→ **Problem requirements**
Convert the lines of the records that follow, starting at the line containing "485V472L308 466L298 469L299" and ending at the line containing "positive clicks: (298, 487) (298, 496)", into a numbered list, omitting any blank lines.
►
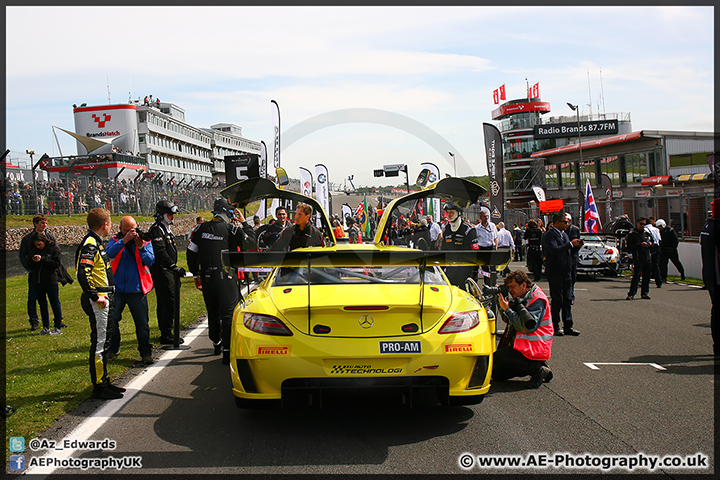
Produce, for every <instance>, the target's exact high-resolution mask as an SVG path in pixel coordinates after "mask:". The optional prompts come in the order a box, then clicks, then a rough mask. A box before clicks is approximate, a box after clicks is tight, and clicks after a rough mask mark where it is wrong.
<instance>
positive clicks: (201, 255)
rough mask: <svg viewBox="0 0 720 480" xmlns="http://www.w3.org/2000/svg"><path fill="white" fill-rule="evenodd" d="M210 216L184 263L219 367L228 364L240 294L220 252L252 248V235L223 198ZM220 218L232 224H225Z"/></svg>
mask: <svg viewBox="0 0 720 480" xmlns="http://www.w3.org/2000/svg"><path fill="white" fill-rule="evenodd" d="M213 215H214V217H213V219H212V220H211V221H209V222H205V223H203V224H201V225H200V226H198V228H197V229H195V231H194V232H193V234H192V237H191V238H190V243H189V244H188V249H187V261H188V268H189V269H190V271H191V272H192V274H193V277H194V279H195V286H196V287H197V288H198V289H199V290H202V292H203V299H204V300H205V308H206V309H207V312H208V330H209V332H208V334H209V337H210V340H212V342H213V347H214V353H215V355H219V354H220V352H221V351H222V354H223V358H222V363H224V364H225V365H227V364H229V363H230V332H231V327H232V314H233V310H234V309H235V305H237V303H238V301H239V296H240V294H239V292H238V287H237V275H231V274H229V273H228V272H227V271H226V270H225V268H224V267H223V263H222V251H223V250H229V251H231V252H233V251H236V250H237V248H238V247H240V249H241V250H250V249H253V248H255V247H256V243H255V231H254V230H253V228H252V226H251V225H250V224H248V222H246V221H245V217H244V216H243V214H242V212H240V210H237V209H235V207H234V206H232V205H231V204H230V203H229V202H228V201H227V200H225V199H224V198H218V199H217V200H215V203H214V205H213ZM223 215H225V216H226V217H227V219H228V220H230V221H232V222H233V223H228V222H226V221H225V219H224V218H223ZM236 220H237V222H235V221H236Z"/></svg>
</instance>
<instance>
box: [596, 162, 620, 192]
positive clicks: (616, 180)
mask: <svg viewBox="0 0 720 480" xmlns="http://www.w3.org/2000/svg"><path fill="white" fill-rule="evenodd" d="M600 171H601V172H602V173H603V174H605V175H607V176H608V177H609V178H610V183H612V184H613V185H620V183H621V182H620V160H619V158H618V157H617V155H616V156H614V157H605V158H601V159H600Z"/></svg>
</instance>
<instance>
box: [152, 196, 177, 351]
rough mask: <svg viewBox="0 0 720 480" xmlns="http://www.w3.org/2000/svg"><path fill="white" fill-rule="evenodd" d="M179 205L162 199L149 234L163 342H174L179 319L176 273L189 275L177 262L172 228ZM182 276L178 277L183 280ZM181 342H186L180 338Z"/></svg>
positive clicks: (154, 277)
mask: <svg viewBox="0 0 720 480" xmlns="http://www.w3.org/2000/svg"><path fill="white" fill-rule="evenodd" d="M177 212H178V208H177V206H176V205H175V204H173V203H172V202H169V201H167V200H160V201H159V202H158V203H157V205H155V219H156V220H155V223H154V224H153V225H152V227H150V230H149V231H148V236H149V238H150V240H151V241H152V245H153V251H154V252H155V263H153V264H152V266H151V267H150V275H152V278H153V287H154V288H155V296H156V298H157V317H158V328H159V329H160V343H161V344H162V345H173V343H174V342H173V331H172V330H173V322H174V319H175V288H176V284H175V282H176V280H175V278H176V277H175V276H176V275H177V276H178V277H179V278H182V277H184V276H185V269H184V268H182V267H179V266H178V265H177V246H176V245H175V235H174V234H173V233H172V230H171V229H170V225H172V223H173V220H174V219H175V214H176V213H177ZM179 278H178V281H179ZM179 343H185V342H184V341H183V339H182V338H181V339H180V342H179Z"/></svg>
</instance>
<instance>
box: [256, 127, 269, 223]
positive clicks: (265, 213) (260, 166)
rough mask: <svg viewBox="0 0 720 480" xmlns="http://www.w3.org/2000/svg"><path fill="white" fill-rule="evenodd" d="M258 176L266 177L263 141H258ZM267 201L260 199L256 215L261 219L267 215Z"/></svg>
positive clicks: (266, 147) (266, 151) (266, 156)
mask: <svg viewBox="0 0 720 480" xmlns="http://www.w3.org/2000/svg"><path fill="white" fill-rule="evenodd" d="M259 167H260V172H259V173H260V178H267V146H266V145H265V142H264V141H260V165H259ZM266 205H267V202H265V199H264V198H263V199H262V200H260V206H259V207H258V212H257V216H258V217H260V220H261V221H262V220H263V219H265V217H267V207H266Z"/></svg>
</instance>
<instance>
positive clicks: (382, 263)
mask: <svg viewBox="0 0 720 480" xmlns="http://www.w3.org/2000/svg"><path fill="white" fill-rule="evenodd" d="M222 258H223V264H224V265H225V267H226V268H247V267H307V266H312V267H371V266H372V267H378V266H390V267H402V266H408V267H423V268H426V267H432V266H435V267H460V266H470V265H472V266H475V265H493V266H496V267H497V268H498V269H499V270H503V269H504V268H505V267H506V266H507V264H508V263H510V258H511V251H510V249H509V248H502V249H499V250H448V251H442V250H437V251H436V250H429V251H427V250H411V249H408V250H407V251H398V250H387V251H383V250H379V251H378V250H342V251H335V250H329V249H327V248H321V249H317V250H315V249H307V250H295V251H292V252H230V251H227V250H225V251H223V253H222Z"/></svg>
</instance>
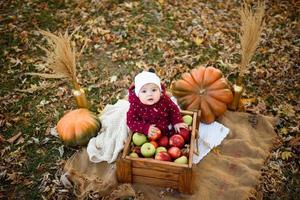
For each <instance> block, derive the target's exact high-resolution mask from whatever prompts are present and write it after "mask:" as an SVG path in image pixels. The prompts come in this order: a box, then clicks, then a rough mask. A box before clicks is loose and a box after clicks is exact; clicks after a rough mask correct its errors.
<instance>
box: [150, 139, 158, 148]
mask: <svg viewBox="0 0 300 200" xmlns="http://www.w3.org/2000/svg"><path fill="white" fill-rule="evenodd" d="M150 143H151V144H153V146H154V147H155V149H156V148H157V147H158V144H157V142H155V141H154V140H152V141H151V142H150Z"/></svg>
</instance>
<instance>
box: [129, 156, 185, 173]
mask: <svg viewBox="0 0 300 200" xmlns="http://www.w3.org/2000/svg"><path fill="white" fill-rule="evenodd" d="M126 159H128V160H131V161H132V162H131V166H132V167H136V168H149V169H153V170H158V171H162V172H170V171H172V172H173V173H181V172H182V171H183V169H184V168H188V165H187V164H185V165H184V164H177V163H174V162H167V161H159V160H154V159H145V158H130V157H129V158H128V157H126Z"/></svg>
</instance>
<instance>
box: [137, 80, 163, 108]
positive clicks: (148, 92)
mask: <svg viewBox="0 0 300 200" xmlns="http://www.w3.org/2000/svg"><path fill="white" fill-rule="evenodd" d="M139 99H140V101H141V102H142V103H143V104H146V105H153V104H155V103H156V102H158V101H159V99H160V89H159V87H158V86H157V85H156V84H153V83H148V84H145V85H144V86H143V87H142V88H141V90H140V92H139Z"/></svg>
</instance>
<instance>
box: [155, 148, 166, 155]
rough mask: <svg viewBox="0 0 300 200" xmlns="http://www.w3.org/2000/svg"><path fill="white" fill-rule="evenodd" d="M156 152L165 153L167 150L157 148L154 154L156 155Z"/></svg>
mask: <svg viewBox="0 0 300 200" xmlns="http://www.w3.org/2000/svg"><path fill="white" fill-rule="evenodd" d="M158 152H167V149H166V147H157V148H156V151H155V154H157V153H158Z"/></svg>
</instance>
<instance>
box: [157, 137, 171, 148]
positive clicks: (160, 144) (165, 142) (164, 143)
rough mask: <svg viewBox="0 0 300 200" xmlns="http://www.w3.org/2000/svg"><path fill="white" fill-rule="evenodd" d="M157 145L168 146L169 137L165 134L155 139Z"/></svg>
mask: <svg viewBox="0 0 300 200" xmlns="http://www.w3.org/2000/svg"><path fill="white" fill-rule="evenodd" d="M157 143H158V146H162V147H168V145H169V138H168V137H167V136H162V137H161V138H159V140H158V141H157Z"/></svg>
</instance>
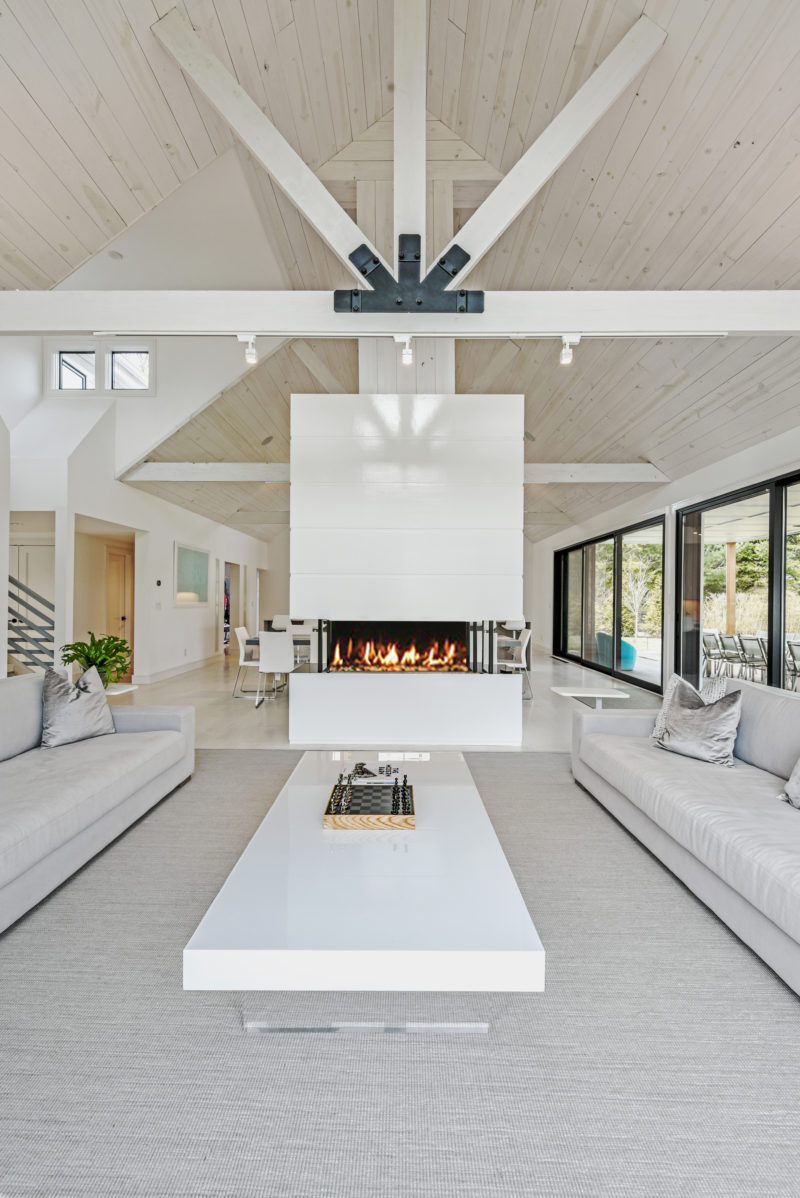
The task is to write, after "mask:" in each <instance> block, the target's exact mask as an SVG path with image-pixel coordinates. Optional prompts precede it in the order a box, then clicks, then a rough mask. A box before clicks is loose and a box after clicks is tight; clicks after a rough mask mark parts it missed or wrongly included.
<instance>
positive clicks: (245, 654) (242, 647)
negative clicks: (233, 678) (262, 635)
mask: <svg viewBox="0 0 800 1198" xmlns="http://www.w3.org/2000/svg"><path fill="white" fill-rule="evenodd" d="M234 633H235V634H236V641H237V643H238V670H237V671H236V680H235V683H234V695H232V697H234V698H244V696H246V695H253V694H255V692H254V691H251V690H244V685H243V684H244V679H242V689H241V690H240V692H238V695H237V694H236V688H237V686H238V680H240V678H241V676H242V671H244V677H247V671H248V670H255V668H257V665H259V659H257V657H256V655H255V653H254V652H253V647H251V646H249V645H248V643H247V642H248V630H247V628H244V625H242V627H241V628H235V629H234Z"/></svg>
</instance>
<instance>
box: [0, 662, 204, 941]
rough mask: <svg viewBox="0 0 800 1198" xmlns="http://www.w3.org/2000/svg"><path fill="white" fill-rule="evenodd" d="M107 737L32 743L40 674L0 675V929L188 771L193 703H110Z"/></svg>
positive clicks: (127, 826)
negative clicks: (191, 704) (68, 740)
mask: <svg viewBox="0 0 800 1198" xmlns="http://www.w3.org/2000/svg"><path fill="white" fill-rule="evenodd" d="M111 714H113V718H114V726H115V728H116V734H114V736H104V737H95V738H92V739H90V740H80V742H78V743H75V744H68V745H61V746H60V748H57V749H41V748H40V742H41V739H42V676H41V674H23V676H20V677H17V678H4V679H0V931H2V930H4V928H6V927H8V925H10V924H13V922H14V920H17V919H19V916H20V915H24V914H25V912H26V910H29V909H30V908H31V907H32V906H34V904H35V903H37V902H40V900H42V899H43V897H44V896H46V895H48V894H49V893H50V890H54V889H55V887H57V885H59V884H60V883H61V882H63V881H65V878H68V877H69V875H71V873H74V871H75V870H77V869H79V867H80V866H81V865H84V864H85V863H86V861H89V860H90V858H92V857H93V855H95V853H98V852H99V851H101V848H104V846H105V845H108V843H109V842H110V841H113V840H114V839H115V837H116V836H119V835H120V833H122V831H125V829H126V828H128V827H129V825H131V824H132V823H133V822H134V819H138V818H139V816H141V815H144V813H145V811H147V810H149V809H150V807H152V806H153V804H156V803H158V800H159V799H163V798H164V795H165V794H169V792H170V791H172V789H174V788H175V787H176V786H178V785H180V783H181V782H183V781H184V780H186V779H187V778H189V775H190V774H192V772H193V769H194V708H193V707H113V708H111Z"/></svg>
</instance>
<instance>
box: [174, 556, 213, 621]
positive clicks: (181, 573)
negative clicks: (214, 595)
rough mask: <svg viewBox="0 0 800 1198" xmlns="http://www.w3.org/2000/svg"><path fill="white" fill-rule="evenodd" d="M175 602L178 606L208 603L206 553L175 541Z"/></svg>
mask: <svg viewBox="0 0 800 1198" xmlns="http://www.w3.org/2000/svg"><path fill="white" fill-rule="evenodd" d="M175 603H176V605H177V606H180V607H205V606H207V604H208V553H207V552H206V551H205V550H204V549H194V546H192V545H180V544H178V543H177V541H175Z"/></svg>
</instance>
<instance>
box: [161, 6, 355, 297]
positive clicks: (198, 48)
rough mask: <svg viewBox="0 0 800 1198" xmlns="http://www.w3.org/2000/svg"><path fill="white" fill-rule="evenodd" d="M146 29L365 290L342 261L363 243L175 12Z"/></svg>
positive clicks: (218, 63)
mask: <svg viewBox="0 0 800 1198" xmlns="http://www.w3.org/2000/svg"><path fill="white" fill-rule="evenodd" d="M151 29H152V31H153V34H154V35H156V37H157V38H158V40H159V42H160V43H162V46H163V47H164V48H165V49H166V50H168V53H169V54H170V55H171V56H172V58H174V59H175V61H176V62H177V65H178V66H180V67H181V69H182V71H183V73H184V75H186V77H187V78H188V79H189V80H190V81H192V83H193V84H194V85H195V86H196V87H198V89H199V90H200V91H201V92H202V95H204V96H205V97H206V99H207V101H208V103H210V104H212V107H213V108H214V109H216V110H217V111H218V113H219V115H220V116H222V117H223V120H224V121H226V122H228V125H229V126H230V128H231V131H232V132H234V133H235V135H236V137H237V138H238V140H240V141H241V143H242V144H243V145H246V146H247V147H248V150H249V151H250V153H251V155H254V157H255V158H257V161H259V162H260V163H261V165H262V167H263V168H265V170H267V171H268V173H269V175H271V176H272V177H273V179H274V181H275V183H277V184H278V187H280V189H281V190H283V192H284V193H285V194H286V195H287V196H289V199H290V200H291V201H292V204H295V205H296V206H297V208H298V210H299V211H301V212H302V213H303V216H304V217H305V218H307V220H309V222H310V224H313V225H314V228H315V229H316V231H317V232H319V234H320V236H321V237H322V238H323V240H325V241H326V242H327V244H328V246H329V247H331V249H332V250H333V252H334V254H338V256H339V258H340V259H341V261H343V262H344V265H345V266H346V267H347V270H349V271H350V272H351V273H352V274H353V276H354V277H356V278H357V279H358V280H359V282H360V285H362V286H368V285H369V284H365V282H364V279H363V278H362V276H360V272H359V271H357V270H356V267H354V266H353V264H352V262H351V261H350V259H349V256H347V255H349V254H351V253H352V252H353V250H354V249H356V248H357V247H358V246H360V244H362V243H363V242H368V238H366V237H364V235H363V232H362V231H360V229H359V228H358V225H357V224H356V223H354V222H353V220H352V219H351V218H350V217H349V216H347V213H346V212H345V210H344V208H343V207H341V205H340V204H339V202H338V200H335V199H334V198H333V195H331V193H329V192H328V189H327V188H326V186H325V183H322V182H320V180H319V179H317V177H316V175H315V174H314V171H313V170H311V168H310V167H309V165H308V164H307V163H304V162H303V159H302V158H301V156H299V155H298V153H297V152H296V151H295V150H293V149H292V146H290V144H289V141H286V139H285V138H284V137H283V134H280V133H279V132H278V129H277V128H275V126H274V125H273V123H272V121H271V120H269V119H268V117H267V116H266V115H265V114H263V113H262V111H261V109H260V108H259V105H257V104H256V103H255V102H254V101H253V99H251V98H250V97H249V96H248V93H247V92H246V91H244V89H243V87H242V86H241V85H240V84H238V83H237V80H236V79H235V78H234V77H232V75H231V74H230V72H229V71H228V69H226V68H225V67H224V66H223V65H222V62H220V61H219V60H218V59H217V58H216V56H214V55H213V54H212V53H211V50H210V49H208V47H207V46H206V44H205V42H204V41H202V38H200V37H198V35H196V34H195V32H194V30H193V29H192V26H190V25H189V23H188V22H187V20H186V19H184V17H183V16H182V14H181V13H180V12H178V10H177V8H172V10H170V12H168V13H166V16H165V17H162V19H160V20H157V22H156V23H154V24H153V25H151ZM368 244H369V242H368ZM370 248H371V247H370ZM374 253H377V250H374Z"/></svg>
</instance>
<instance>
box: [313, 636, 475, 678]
mask: <svg viewBox="0 0 800 1198" xmlns="http://www.w3.org/2000/svg"><path fill="white" fill-rule="evenodd" d="M331 670H354V671H359V672H363V673H377V672H382V671H390V672H395V673H408V672H413V671H416V672H420V671H454V670H455V671H461V672H466V671H467V670H468V666H467V651H466V646H465V645H459V643H457V642H455V641H450V640H444V642H443V643H442V645H440V642H438V641H432V642H431V643H430V645H429V646H428V647H426V648H424V649H422V651H420V649H418V648H417V646H416V643H413V642H412V643H411V646H410V647H408V648H407V649H406V651H405V652H404V653H401V652H400V647H399V646H398V643H396V641H389V643H388V645H384V643H382V642H378V641H372V640H366V641H358V642H357V643H356V645H353V642H352V639H349V640H347V649H346V652H345V653H343V648H341V643H340V641H337V642H335V645H334V647H333V653H332V655H331Z"/></svg>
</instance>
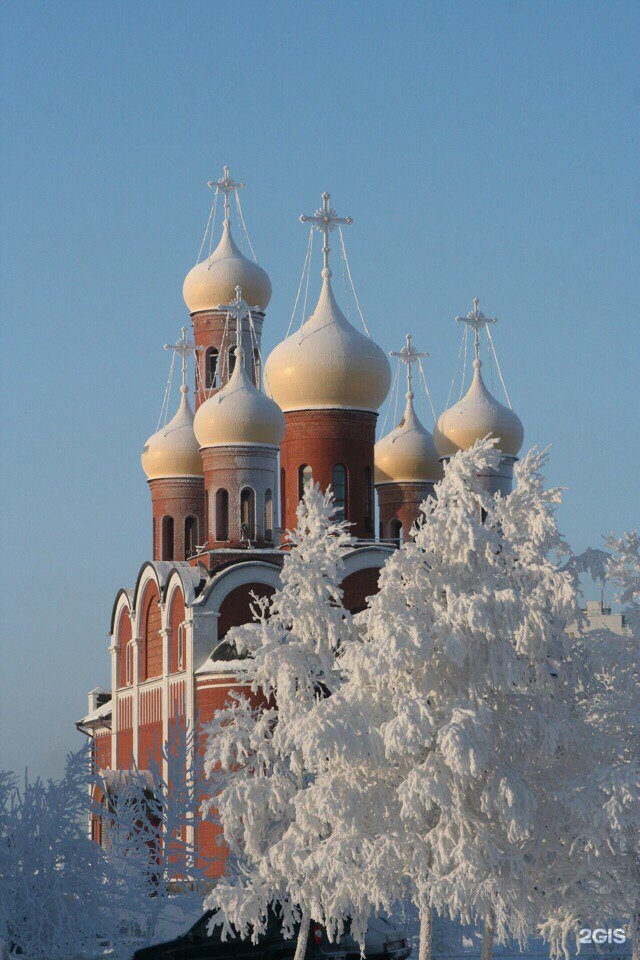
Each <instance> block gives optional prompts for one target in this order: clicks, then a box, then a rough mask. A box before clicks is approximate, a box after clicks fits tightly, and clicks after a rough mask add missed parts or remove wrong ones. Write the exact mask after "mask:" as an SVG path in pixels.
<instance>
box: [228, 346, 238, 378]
mask: <svg viewBox="0 0 640 960" xmlns="http://www.w3.org/2000/svg"><path fill="white" fill-rule="evenodd" d="M236 353H237V350H236V347H229V353H228V354H227V361H228V365H229V376H231V374H232V373H233V371H234V370H235V368H236Z"/></svg>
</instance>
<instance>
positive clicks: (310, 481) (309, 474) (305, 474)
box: [298, 464, 313, 500]
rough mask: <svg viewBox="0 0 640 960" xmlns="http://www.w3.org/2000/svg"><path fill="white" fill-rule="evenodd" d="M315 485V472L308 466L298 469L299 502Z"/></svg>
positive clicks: (298, 487) (298, 496)
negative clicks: (314, 483)
mask: <svg viewBox="0 0 640 960" xmlns="http://www.w3.org/2000/svg"><path fill="white" fill-rule="evenodd" d="M312 485H313V470H312V469H311V467H309V466H308V465H307V464H303V465H302V466H301V467H300V468H299V469H298V500H302V498H303V497H304V495H305V492H306V490H307V489H308V488H309V487H310V486H312Z"/></svg>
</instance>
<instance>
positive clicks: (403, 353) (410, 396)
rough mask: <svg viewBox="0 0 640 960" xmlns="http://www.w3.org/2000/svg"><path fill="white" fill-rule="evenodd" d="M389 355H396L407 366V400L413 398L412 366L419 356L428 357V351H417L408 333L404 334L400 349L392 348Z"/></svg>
mask: <svg viewBox="0 0 640 960" xmlns="http://www.w3.org/2000/svg"><path fill="white" fill-rule="evenodd" d="M389 356H390V357H398V359H399V360H400V361H401V363H404V364H405V365H406V368H407V400H413V382H412V381H413V371H412V369H411V368H412V367H413V365H414V363H416V362H417V361H418V360H419V359H420V357H428V356H429V354H428V353H419V352H418V351H417V350H416V349H415V347H414V346H413V343H412V340H411V334H410V333H408V334H407V336H406V341H405V345H404V347H403V348H402V350H392V351H391V352H390V354H389Z"/></svg>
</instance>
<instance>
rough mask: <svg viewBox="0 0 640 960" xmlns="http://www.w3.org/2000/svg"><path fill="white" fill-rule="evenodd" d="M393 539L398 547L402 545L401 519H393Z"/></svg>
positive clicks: (391, 537) (392, 528)
mask: <svg viewBox="0 0 640 960" xmlns="http://www.w3.org/2000/svg"><path fill="white" fill-rule="evenodd" d="M391 539H392V541H393V543H394V545H395V546H396V547H401V546H402V524H401V523H400V521H399V520H392V521H391Z"/></svg>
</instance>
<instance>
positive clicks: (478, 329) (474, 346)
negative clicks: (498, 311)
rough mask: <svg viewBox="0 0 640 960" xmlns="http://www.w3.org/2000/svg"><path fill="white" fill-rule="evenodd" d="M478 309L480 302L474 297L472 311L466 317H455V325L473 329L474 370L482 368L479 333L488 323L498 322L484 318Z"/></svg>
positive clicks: (481, 361) (492, 318)
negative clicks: (463, 326)
mask: <svg viewBox="0 0 640 960" xmlns="http://www.w3.org/2000/svg"><path fill="white" fill-rule="evenodd" d="M479 308H480V301H479V300H478V298H477V297H474V300H473V310H471V311H470V312H469V313H468V314H467V315H466V317H456V322H457V323H466V324H468V325H469V326H470V327H471V328H472V329H473V349H474V352H475V359H474V361H473V365H474V367H476V369H477V368H478V367H481V366H482V361H481V360H480V331H481V330H482V328H483V327H487V326H488V325H489V324H490V323H497V322H498V320H497V318H496V317H485V315H484V313H483V312H482V310H480V309H479Z"/></svg>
◄
→ **Task solution**
1. rough mask: <svg viewBox="0 0 640 960" xmlns="http://www.w3.org/2000/svg"><path fill="white" fill-rule="evenodd" d="M315 485V472L308 466L298 469L299 502Z"/></svg>
2. positive clicks: (298, 487) (298, 496)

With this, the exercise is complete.